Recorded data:
=== Section Start ===

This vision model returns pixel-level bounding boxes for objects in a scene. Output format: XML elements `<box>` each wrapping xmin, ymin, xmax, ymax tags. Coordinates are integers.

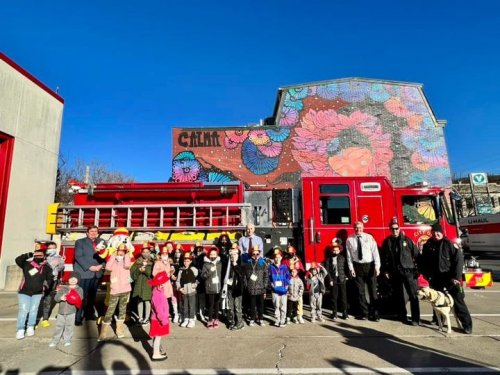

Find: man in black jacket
<box><xmin>73</xmin><ymin>225</ymin><xmax>106</xmax><ymax>325</ymax></box>
<box><xmin>381</xmin><ymin>223</ymin><xmax>420</xmax><ymax>325</ymax></box>
<box><xmin>418</xmin><ymin>223</ymin><xmax>473</xmax><ymax>334</ymax></box>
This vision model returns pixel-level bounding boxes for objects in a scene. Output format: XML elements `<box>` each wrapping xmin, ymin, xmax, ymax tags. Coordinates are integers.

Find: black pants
<box><xmin>206</xmin><ymin>293</ymin><xmax>221</xmax><ymax>321</ymax></box>
<box><xmin>330</xmin><ymin>280</ymin><xmax>347</xmax><ymax>315</ymax></box>
<box><xmin>76</xmin><ymin>278</ymin><xmax>100</xmax><ymax>323</ymax></box>
<box><xmin>287</xmin><ymin>300</ymin><xmax>299</xmax><ymax>319</ymax></box>
<box><xmin>391</xmin><ymin>270</ymin><xmax>420</xmax><ymax>322</ymax></box>
<box><xmin>430</xmin><ymin>278</ymin><xmax>473</xmax><ymax>330</ymax></box>
<box><xmin>249</xmin><ymin>294</ymin><xmax>265</xmax><ymax>321</ymax></box>
<box><xmin>353</xmin><ymin>262</ymin><xmax>378</xmax><ymax>317</ymax></box>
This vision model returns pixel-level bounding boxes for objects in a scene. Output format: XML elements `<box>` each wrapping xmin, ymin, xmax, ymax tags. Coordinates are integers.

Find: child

=== Section End ===

# DESCRIPTION OF THE TASK
Only the text of the entries above, transcribed exactly, should be given; leave out pictures.

# ANSWER BELOW
This vision model returns pixel-level bounding boxes for objects in a scene. Output format: XML elements `<box>` each wrapping xmin, ymin, xmax, ymax tags. Coordinates are integers.


Find: man in black jacket
<box><xmin>73</xmin><ymin>225</ymin><xmax>106</xmax><ymax>325</ymax></box>
<box><xmin>381</xmin><ymin>223</ymin><xmax>420</xmax><ymax>325</ymax></box>
<box><xmin>418</xmin><ymin>223</ymin><xmax>473</xmax><ymax>334</ymax></box>
This vision model returns pixel-level bounding boxes for objects in a scene. Output format: XML elements `<box>` each wrapping xmin, ymin, xmax, ymax tags. Coordinates are integers.

Find: black pants
<box><xmin>206</xmin><ymin>293</ymin><xmax>221</xmax><ymax>321</ymax></box>
<box><xmin>330</xmin><ymin>280</ymin><xmax>347</xmax><ymax>315</ymax></box>
<box><xmin>76</xmin><ymin>278</ymin><xmax>100</xmax><ymax>323</ymax></box>
<box><xmin>287</xmin><ymin>300</ymin><xmax>299</xmax><ymax>319</ymax></box>
<box><xmin>391</xmin><ymin>270</ymin><xmax>420</xmax><ymax>322</ymax></box>
<box><xmin>430</xmin><ymin>278</ymin><xmax>473</xmax><ymax>330</ymax></box>
<box><xmin>249</xmin><ymin>294</ymin><xmax>265</xmax><ymax>321</ymax></box>
<box><xmin>353</xmin><ymin>262</ymin><xmax>378</xmax><ymax>317</ymax></box>
This vision model returns pixel-level bounding boxes for objects in a scene. Output format: XML elements `<box>` each wrapping xmin, ymin, xmax, ymax tags. Coordinates are integers.

Find: child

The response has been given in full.